(Supplied data)

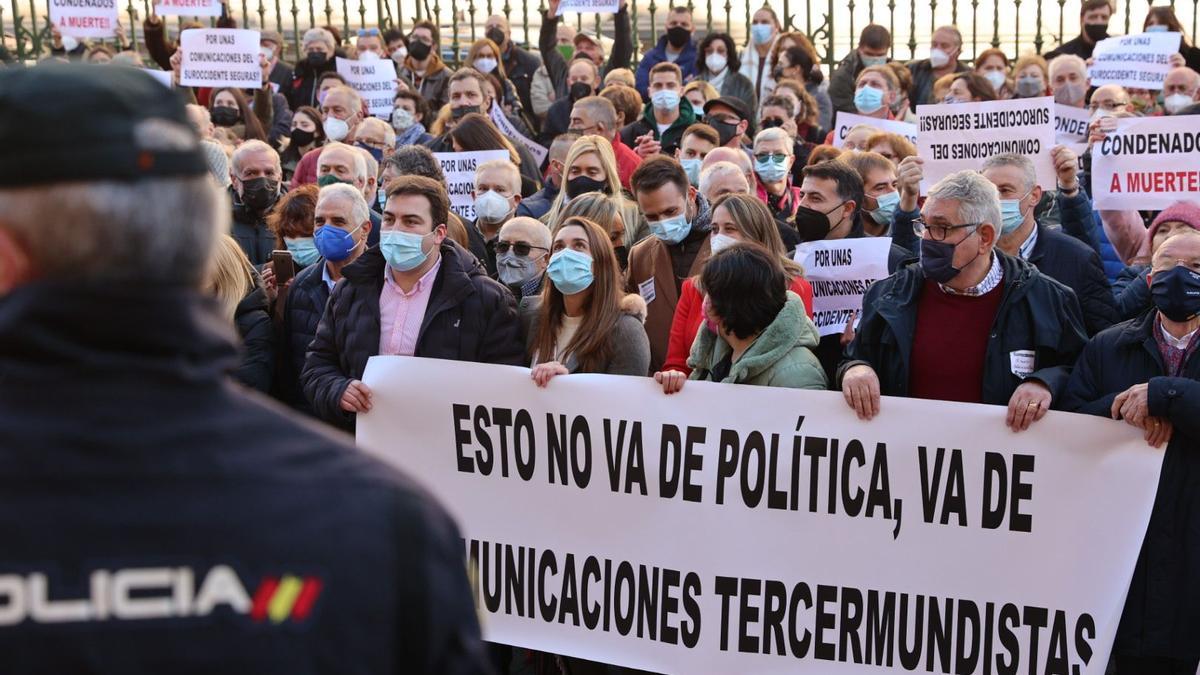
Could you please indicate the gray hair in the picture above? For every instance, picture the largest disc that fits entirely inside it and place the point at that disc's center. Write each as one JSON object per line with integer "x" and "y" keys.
{"x": 342, "y": 192}
{"x": 360, "y": 165}
{"x": 977, "y": 197}
{"x": 318, "y": 35}
{"x": 1029, "y": 174}
{"x": 774, "y": 133}
{"x": 720, "y": 169}
{"x": 505, "y": 166}
{"x": 251, "y": 147}
{"x": 156, "y": 230}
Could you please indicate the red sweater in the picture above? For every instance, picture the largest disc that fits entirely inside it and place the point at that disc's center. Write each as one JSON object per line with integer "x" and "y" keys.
{"x": 947, "y": 363}
{"x": 690, "y": 312}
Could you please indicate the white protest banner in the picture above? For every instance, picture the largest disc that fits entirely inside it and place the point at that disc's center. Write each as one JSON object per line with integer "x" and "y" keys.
{"x": 507, "y": 129}
{"x": 588, "y": 6}
{"x": 221, "y": 57}
{"x": 849, "y": 120}
{"x": 1071, "y": 126}
{"x": 375, "y": 81}
{"x": 1147, "y": 163}
{"x": 840, "y": 272}
{"x": 960, "y": 136}
{"x": 84, "y": 18}
{"x": 460, "y": 172}
{"x": 1138, "y": 61}
{"x": 187, "y": 7}
{"x": 732, "y": 529}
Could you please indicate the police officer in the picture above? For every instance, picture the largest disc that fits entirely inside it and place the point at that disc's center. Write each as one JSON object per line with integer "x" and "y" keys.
{"x": 160, "y": 518}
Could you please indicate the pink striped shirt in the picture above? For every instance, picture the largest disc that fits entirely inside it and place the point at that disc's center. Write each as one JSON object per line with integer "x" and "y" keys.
{"x": 401, "y": 314}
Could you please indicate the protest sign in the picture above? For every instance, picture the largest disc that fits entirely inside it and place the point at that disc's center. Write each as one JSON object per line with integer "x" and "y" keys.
{"x": 84, "y": 18}
{"x": 732, "y": 529}
{"x": 840, "y": 272}
{"x": 1147, "y": 163}
{"x": 460, "y": 172}
{"x": 375, "y": 81}
{"x": 507, "y": 129}
{"x": 221, "y": 57}
{"x": 1138, "y": 61}
{"x": 187, "y": 7}
{"x": 960, "y": 136}
{"x": 849, "y": 120}
{"x": 1071, "y": 126}
{"x": 588, "y": 6}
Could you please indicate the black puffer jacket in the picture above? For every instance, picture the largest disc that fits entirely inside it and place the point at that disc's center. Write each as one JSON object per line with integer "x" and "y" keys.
{"x": 1036, "y": 314}
{"x": 469, "y": 318}
{"x": 303, "y": 309}
{"x": 1162, "y": 611}
{"x": 253, "y": 322}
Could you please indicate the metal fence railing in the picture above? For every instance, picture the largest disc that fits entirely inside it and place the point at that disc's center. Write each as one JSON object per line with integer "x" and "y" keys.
{"x": 1014, "y": 25}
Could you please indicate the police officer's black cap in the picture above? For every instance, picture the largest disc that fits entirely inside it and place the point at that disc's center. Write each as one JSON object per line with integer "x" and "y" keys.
{"x": 67, "y": 123}
{"x": 736, "y": 105}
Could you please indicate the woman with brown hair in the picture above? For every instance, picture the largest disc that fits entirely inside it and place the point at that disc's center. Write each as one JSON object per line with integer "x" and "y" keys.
{"x": 583, "y": 321}
{"x": 228, "y": 108}
{"x": 475, "y": 132}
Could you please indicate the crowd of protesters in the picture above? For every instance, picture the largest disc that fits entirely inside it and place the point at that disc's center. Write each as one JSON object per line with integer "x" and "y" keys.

(End Supplied data)

Output each entry exactly. Skip the pictures.

#### Exercise output
Could you please indicate the gray hair in the picture above? For every instance, picture the largest disc that fits entirely inside it and place the point at that disc's center. Write each as one JSON object per line with integer "x" and "y" keys.
{"x": 342, "y": 192}
{"x": 360, "y": 165}
{"x": 977, "y": 197}
{"x": 318, "y": 35}
{"x": 1029, "y": 174}
{"x": 774, "y": 133}
{"x": 720, "y": 169}
{"x": 505, "y": 166}
{"x": 251, "y": 147}
{"x": 156, "y": 230}
Could you please indicate the red sweater in the picture above? For every instance, picture the largest disc that fits entirely inside it and place the point at that disc's center. Write each as one JSON object per line with integer "x" and "y" keys.
{"x": 947, "y": 363}
{"x": 690, "y": 312}
Could you please indicate the white protest banner in the picture above? For every instance, picture the largest disc that fits entirely inside it and place the point at that disc's center. Write each as one JSON object per line with integer "x" and "y" keys.
{"x": 507, "y": 129}
{"x": 588, "y": 6}
{"x": 221, "y": 57}
{"x": 849, "y": 120}
{"x": 1071, "y": 126}
{"x": 375, "y": 81}
{"x": 1147, "y": 163}
{"x": 840, "y": 272}
{"x": 960, "y": 136}
{"x": 84, "y": 18}
{"x": 460, "y": 172}
{"x": 1138, "y": 61}
{"x": 187, "y": 7}
{"x": 732, "y": 529}
Could you please indicate the police officer in the picture above? For every instance, picture the largest disc that fits entirely inside it and place the point at that disc's center. Write each as one JSON object per line with integer "x" and "y" keys.
{"x": 160, "y": 518}
Could you please indicate the pink striped shirt in the picture above? For every instance, picture the largest disc that fits entirely inside it and place the point at that disc's center. Write each as one JSON object per line with integer "x" and "y" keys.
{"x": 401, "y": 314}
Could you please indicate the protest sign in the picture above? For every instance, picture the largest disc that fits entirely inside it and place the point at that disc's center. Write each as one JSON object per line with integer "x" and "y" keys.
{"x": 84, "y": 18}
{"x": 732, "y": 529}
{"x": 840, "y": 272}
{"x": 1147, "y": 163}
{"x": 460, "y": 172}
{"x": 375, "y": 81}
{"x": 507, "y": 129}
{"x": 221, "y": 57}
{"x": 1138, "y": 61}
{"x": 187, "y": 7}
{"x": 960, "y": 136}
{"x": 849, "y": 120}
{"x": 1071, "y": 126}
{"x": 588, "y": 6}
Could you please indicate the black puffer jacket in the picture above? For every instance, picture the largest disc that fits entirely inside it and place the point at that disc's center. Write each as one JSON object per line with integer "x" and "y" keys.
{"x": 1036, "y": 314}
{"x": 469, "y": 318}
{"x": 303, "y": 309}
{"x": 1162, "y": 611}
{"x": 253, "y": 322}
Could you please indicate the metal fence railing in the picture above? For every instance, picture the largest disc that fits entirely inside it and place the point at that disc's center. Write each as one JSON object per line with integer "x" and "y" keys.
{"x": 1014, "y": 25}
Could you please indicate the police officer's black cap in the picture above? For every instance, picture the largest disc that fits entirely inside it and place the point at that disc's center. Write each as one JSON object per line with integer "x" and "y" keys.
{"x": 67, "y": 123}
{"x": 736, "y": 105}
Could you please indicate the woman with brown hair in the picture above? For every instance, picture the largest disc that fits entirely inside it and place the point at that disc's center. Write each as one JSON object per line with integer "x" and "y" keys.
{"x": 583, "y": 321}
{"x": 228, "y": 108}
{"x": 475, "y": 132}
Could you please indicate the crowd of protesters in the picture above? For every instance, picture the largest disc that fits entirely inside it and place the point at that disc's center. Write each as one JSON object per line with integer "x" and "y" keys.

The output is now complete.